__WRITTEN INSTRUCTION__:
Please rewrite all the items below, replacing "concrete" with "stone" and leaving everything else the same.

╭─ SUPPLIED MATERIAL

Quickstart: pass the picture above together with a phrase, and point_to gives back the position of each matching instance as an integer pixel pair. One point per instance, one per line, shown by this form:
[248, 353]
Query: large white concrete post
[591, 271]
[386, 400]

╰─

__CORRECT RESPONSE__:
Quickstart: pass the picture above together with a phrase, and point_to gives back the position of each matching instance as an integer pixel pair. One point per instance, one per line, shown by this form:
[248, 353]
Query: large white stone post
[591, 271]
[386, 400]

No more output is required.